─── TEXTO PROPORCIONADO ───
# Switch electronico 12V



## hsolorio (Jun 23, 2008)

Hola amigos, mi problema es que ya utilice el buscador pero ningun tema que encuentro me ayuda, el problema es: necesito hacer un circuito que mediante dos pulsadores independientes cada uno prenda y mantenga prendido un foquito de 12v y con el mismo pulsador se apague y mantenga apagado, es para la lampara de lectura de un automovil, solo se pueden colocar pulsadores y cada uno enciende cada foco independiente, ademas estoy apenas iniciando en esto de la electronica, he encontrado que se soluciona con un flip flop jk, o un biestable y unos relee de estado solido, pero en realidad quiero saber si alguiem pudiera colocar el diagrama de conexion desde los 12v los foquitos los componentes y que me dijeran los numeros de componentes para poder comprarlos, solo cuento con la tienda esteren, gracias a todos


----------



## elaficionado (Jun 23, 2008)

Hola.
Tal vez esto es lo que deseas.
Chao.
elaficionado.


----------



## pepechip (Jun 23, 2008)

Lo mismo te resulte mas comodo utilizar un pulsador con enclavamiento mecanico.


----------



## hsolorio (Jun 24, 2008)

pepechip dijo:
			
		

> Lo mismo te resulte mas comodo utilizar un pulsador con enclavamiento mecanico.



Te lo agradezco mucho, el problema es que es una lampara ya armada a la que se le quemo el circuitro, y se puede reemplazar unicamente por otro circuito en el que solo hay espacio para un pulsador.....


----------



## hsolorio (Jun 24, 2008)
───
▶ **TAREAS DEL EJERCICIO**
**1)** Enumere los nombres de usuario de todas las personas que publican mensajes en el hilo sobre el interruptor electrónico de 12 V.
**2)** Redacte la continuación del hilo sobre el interruptor electrónico de 12 V a partir del punto en que se interrumpe.
─── EXTRACTO DE DATOS ───
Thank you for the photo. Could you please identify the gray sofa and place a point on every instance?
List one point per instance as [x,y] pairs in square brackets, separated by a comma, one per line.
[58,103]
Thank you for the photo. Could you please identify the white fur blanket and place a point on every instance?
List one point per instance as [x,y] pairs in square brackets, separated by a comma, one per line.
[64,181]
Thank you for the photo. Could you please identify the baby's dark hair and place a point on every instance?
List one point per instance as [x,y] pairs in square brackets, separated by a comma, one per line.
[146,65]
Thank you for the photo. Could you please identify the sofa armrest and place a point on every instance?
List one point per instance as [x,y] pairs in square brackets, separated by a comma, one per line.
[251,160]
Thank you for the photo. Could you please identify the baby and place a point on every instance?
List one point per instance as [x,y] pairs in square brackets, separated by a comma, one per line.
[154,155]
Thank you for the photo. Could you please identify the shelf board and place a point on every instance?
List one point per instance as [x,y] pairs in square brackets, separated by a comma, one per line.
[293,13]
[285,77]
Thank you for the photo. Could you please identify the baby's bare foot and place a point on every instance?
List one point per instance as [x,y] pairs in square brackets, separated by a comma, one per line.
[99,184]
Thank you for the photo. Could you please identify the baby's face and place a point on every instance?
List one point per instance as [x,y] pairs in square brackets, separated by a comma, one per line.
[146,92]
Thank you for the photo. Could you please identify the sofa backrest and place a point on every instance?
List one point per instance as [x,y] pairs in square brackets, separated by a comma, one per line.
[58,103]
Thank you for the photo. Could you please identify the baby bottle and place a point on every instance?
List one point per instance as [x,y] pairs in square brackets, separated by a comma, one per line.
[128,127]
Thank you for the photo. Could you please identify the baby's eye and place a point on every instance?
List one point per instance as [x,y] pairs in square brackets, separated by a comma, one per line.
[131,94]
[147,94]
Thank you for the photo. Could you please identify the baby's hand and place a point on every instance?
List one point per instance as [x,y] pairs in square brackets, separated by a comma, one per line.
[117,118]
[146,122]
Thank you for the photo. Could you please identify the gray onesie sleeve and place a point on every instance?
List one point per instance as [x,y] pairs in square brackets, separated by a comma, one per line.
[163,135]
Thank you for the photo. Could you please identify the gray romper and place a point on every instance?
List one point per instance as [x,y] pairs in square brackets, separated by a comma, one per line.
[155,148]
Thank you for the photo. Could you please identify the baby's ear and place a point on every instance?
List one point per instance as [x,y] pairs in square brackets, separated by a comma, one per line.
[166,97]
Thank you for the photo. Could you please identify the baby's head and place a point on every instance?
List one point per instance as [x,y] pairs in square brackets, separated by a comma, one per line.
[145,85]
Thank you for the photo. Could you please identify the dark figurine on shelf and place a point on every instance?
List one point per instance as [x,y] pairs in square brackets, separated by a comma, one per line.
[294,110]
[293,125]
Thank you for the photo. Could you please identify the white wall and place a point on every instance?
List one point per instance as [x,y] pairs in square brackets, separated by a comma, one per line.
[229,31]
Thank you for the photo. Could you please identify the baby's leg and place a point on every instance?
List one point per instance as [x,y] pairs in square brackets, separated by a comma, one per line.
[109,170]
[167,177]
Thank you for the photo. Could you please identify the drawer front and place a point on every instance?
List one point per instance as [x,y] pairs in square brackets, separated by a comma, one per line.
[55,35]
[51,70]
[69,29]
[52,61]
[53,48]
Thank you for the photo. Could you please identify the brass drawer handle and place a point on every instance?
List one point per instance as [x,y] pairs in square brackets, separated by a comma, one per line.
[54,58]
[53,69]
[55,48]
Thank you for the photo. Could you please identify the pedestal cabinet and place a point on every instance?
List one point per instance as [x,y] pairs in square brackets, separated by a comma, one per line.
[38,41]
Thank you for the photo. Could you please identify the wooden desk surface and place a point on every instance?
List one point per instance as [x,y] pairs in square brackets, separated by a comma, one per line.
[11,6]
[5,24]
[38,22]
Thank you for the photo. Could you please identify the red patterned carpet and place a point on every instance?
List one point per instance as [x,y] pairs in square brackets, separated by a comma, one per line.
───
▶ **RESPUESTAS POR TAREA**
**1)** hsolorio, elaficionado, pepechip

**2)**
El aficionado te agradezco mucho tu diagrama, es lo que buscaba, ahora quisiera que me dijeras algunos datos, 1. el 1N404 tiene solo dos patitas, tienen algun orden, como se ve realmente...    2. el 4013 es un integrado de 14 patas, funciona a 12 volts estes y todos los circuitos del diagrama?... 3. el BC547 tiene tres patitas, tienen algun orden para conectarse?.... y finalmente 3.   el relay que consigo en steren se llama relay de estado solido y tiene cuatro patitas, que hago con las otras dos y cuales conecta, gracias.


----------



## elaficionado (Jun 25, 2008)

Hola-
El circuito funciona con 12V (soporta hasta 15V)
Sobre el relay puedes darme su código o una foto (ambos mejor)
Chao.
elaficionado.


----------



## hsolorio (Jun 25, 2008)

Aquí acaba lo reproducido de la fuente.